AUFGABE
Wie lautet alles von der Zeile mit „Pin each instance of the padlock shackle“ bis zum Ende der Auflistung, wenn du „shelf-audit tool“ gegen „inventory tool“ tauschst und sonst nichts änderst?

GEZEIGTES MATERIAL
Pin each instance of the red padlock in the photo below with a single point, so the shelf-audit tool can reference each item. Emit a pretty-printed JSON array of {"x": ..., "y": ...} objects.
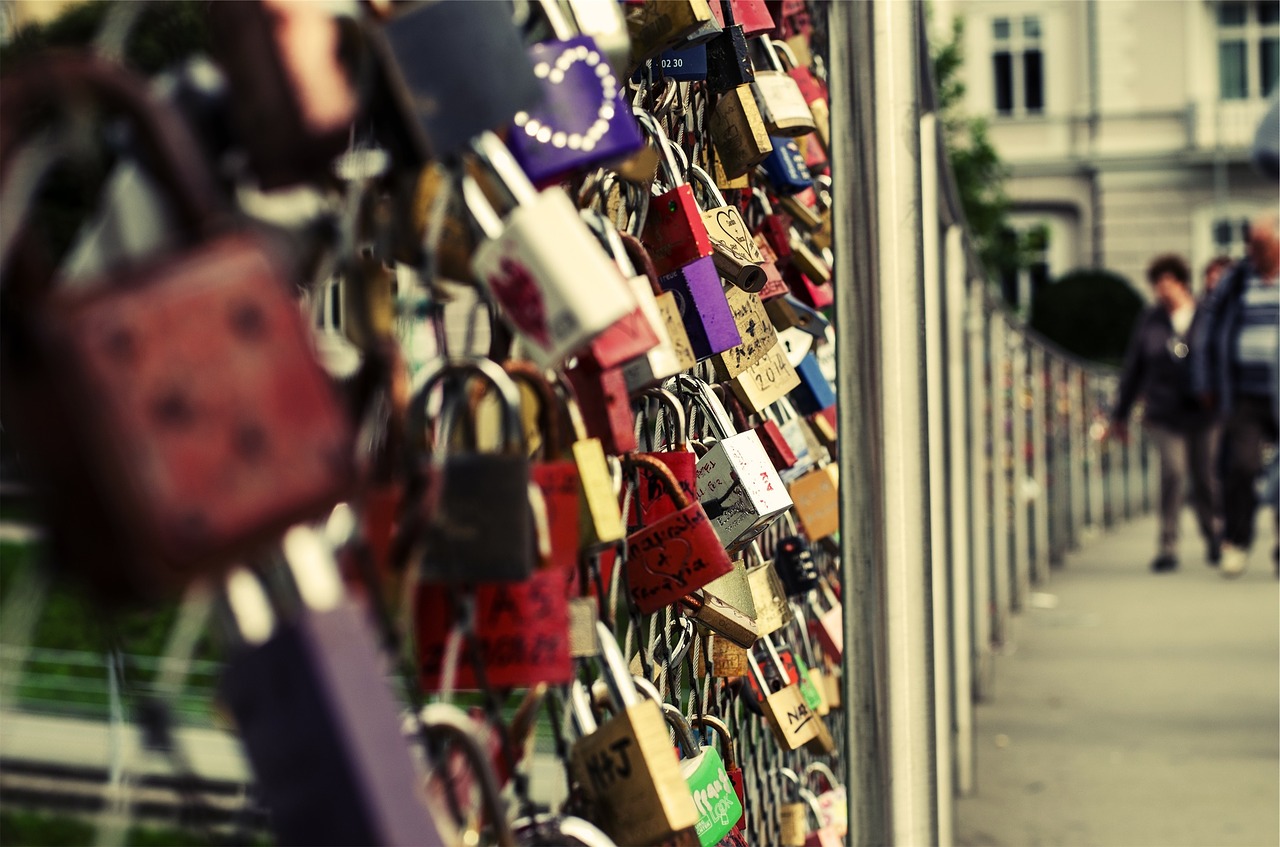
[{"x": 677, "y": 554}]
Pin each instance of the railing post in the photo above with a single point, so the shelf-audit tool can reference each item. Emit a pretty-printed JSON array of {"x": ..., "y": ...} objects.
[
  {"x": 982, "y": 471},
  {"x": 1045, "y": 490},
  {"x": 1000, "y": 452}
]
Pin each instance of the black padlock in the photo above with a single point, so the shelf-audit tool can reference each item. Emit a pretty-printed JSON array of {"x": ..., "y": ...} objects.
[{"x": 319, "y": 723}]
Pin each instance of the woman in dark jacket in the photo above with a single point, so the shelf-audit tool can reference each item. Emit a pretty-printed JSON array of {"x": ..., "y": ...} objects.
[{"x": 1157, "y": 370}]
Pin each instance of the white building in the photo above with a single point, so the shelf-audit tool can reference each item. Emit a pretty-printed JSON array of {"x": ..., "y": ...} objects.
[{"x": 1127, "y": 123}]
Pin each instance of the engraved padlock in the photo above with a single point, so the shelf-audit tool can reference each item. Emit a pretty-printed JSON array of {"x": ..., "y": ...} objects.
[{"x": 556, "y": 285}]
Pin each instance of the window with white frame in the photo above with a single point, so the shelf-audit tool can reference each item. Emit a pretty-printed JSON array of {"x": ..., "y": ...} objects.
[
  {"x": 1248, "y": 49},
  {"x": 1018, "y": 65}
]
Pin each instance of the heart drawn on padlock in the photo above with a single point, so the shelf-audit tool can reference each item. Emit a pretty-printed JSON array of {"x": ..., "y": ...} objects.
[
  {"x": 515, "y": 288},
  {"x": 561, "y": 71},
  {"x": 731, "y": 225}
]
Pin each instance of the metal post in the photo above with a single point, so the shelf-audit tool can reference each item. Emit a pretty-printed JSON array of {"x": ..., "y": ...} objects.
[
  {"x": 905, "y": 485},
  {"x": 855, "y": 156},
  {"x": 1041, "y": 433},
  {"x": 1000, "y": 474},
  {"x": 981, "y": 465},
  {"x": 960, "y": 470},
  {"x": 1022, "y": 577}
]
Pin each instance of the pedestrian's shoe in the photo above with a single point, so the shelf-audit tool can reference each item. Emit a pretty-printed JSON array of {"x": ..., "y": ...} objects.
[
  {"x": 1215, "y": 553},
  {"x": 1233, "y": 561}
]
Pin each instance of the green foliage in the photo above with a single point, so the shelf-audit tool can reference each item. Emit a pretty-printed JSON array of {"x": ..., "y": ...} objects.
[
  {"x": 1089, "y": 312},
  {"x": 978, "y": 170}
]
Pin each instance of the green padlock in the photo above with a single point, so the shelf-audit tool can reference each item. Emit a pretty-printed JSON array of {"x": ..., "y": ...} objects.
[{"x": 703, "y": 769}]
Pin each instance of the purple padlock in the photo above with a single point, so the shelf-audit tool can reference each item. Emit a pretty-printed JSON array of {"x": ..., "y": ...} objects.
[
  {"x": 703, "y": 307},
  {"x": 583, "y": 120}
]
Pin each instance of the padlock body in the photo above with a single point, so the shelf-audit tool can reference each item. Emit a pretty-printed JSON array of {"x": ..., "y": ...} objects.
[
  {"x": 583, "y": 118},
  {"x": 673, "y": 557},
  {"x": 556, "y": 285},
  {"x": 323, "y": 736},
  {"x": 717, "y": 804},
  {"x": 782, "y": 106},
  {"x": 740, "y": 489},
  {"x": 675, "y": 232},
  {"x": 213, "y": 430},
  {"x": 630, "y": 773},
  {"x": 521, "y": 632},
  {"x": 479, "y": 525},
  {"x": 703, "y": 307}
]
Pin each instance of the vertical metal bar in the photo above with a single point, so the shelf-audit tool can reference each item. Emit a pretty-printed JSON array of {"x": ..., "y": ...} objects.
[
  {"x": 1046, "y": 491},
  {"x": 1022, "y": 578},
  {"x": 982, "y": 465},
  {"x": 936, "y": 433},
  {"x": 1000, "y": 474},
  {"x": 855, "y": 159},
  {"x": 905, "y": 484},
  {"x": 960, "y": 470}
]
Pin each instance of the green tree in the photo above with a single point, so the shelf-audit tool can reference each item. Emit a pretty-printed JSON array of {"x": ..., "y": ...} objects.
[{"x": 978, "y": 169}]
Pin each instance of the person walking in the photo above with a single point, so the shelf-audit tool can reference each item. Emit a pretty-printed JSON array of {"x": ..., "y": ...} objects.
[
  {"x": 1237, "y": 375},
  {"x": 1182, "y": 429}
]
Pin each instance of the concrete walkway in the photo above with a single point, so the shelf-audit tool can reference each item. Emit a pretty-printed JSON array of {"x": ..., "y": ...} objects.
[{"x": 1134, "y": 709}]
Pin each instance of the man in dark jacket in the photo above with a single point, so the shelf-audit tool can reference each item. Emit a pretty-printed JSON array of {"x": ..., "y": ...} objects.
[
  {"x": 1235, "y": 374},
  {"x": 1156, "y": 370}
]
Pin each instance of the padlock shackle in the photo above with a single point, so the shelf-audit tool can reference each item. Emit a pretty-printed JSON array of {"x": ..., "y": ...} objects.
[
  {"x": 635, "y": 462},
  {"x": 721, "y": 729},
  {"x": 616, "y": 673},
  {"x": 451, "y": 724},
  {"x": 822, "y": 769},
  {"x": 169, "y": 152},
  {"x": 676, "y": 719}
]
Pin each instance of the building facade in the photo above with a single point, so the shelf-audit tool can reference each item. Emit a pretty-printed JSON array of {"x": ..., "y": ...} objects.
[{"x": 1127, "y": 124}]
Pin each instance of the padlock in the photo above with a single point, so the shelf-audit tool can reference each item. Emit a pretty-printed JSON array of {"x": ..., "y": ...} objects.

ANTWORT
Pin each instance of the padlock shackle in the photo above with a single point, so the inventory tool can reference each item. Emit a pretty-printed JSON array of {"x": ..., "y": ...} objects.
[
  {"x": 635, "y": 462},
  {"x": 721, "y": 729},
  {"x": 616, "y": 673},
  {"x": 451, "y": 724},
  {"x": 822, "y": 769},
  {"x": 169, "y": 152},
  {"x": 676, "y": 719}
]
Pin each instance of the building facade in the photo above with a single point, so the inventory tool can reference each item. Emit a pretty-printed JSON array of {"x": ..., "y": ...} objects.
[{"x": 1127, "y": 124}]
Pin each instance of the padlock in the photo above with a single point, so the inventory tool can reference each item. Emit a pretty-printed JSON array of {"x": ..., "y": ...} objects.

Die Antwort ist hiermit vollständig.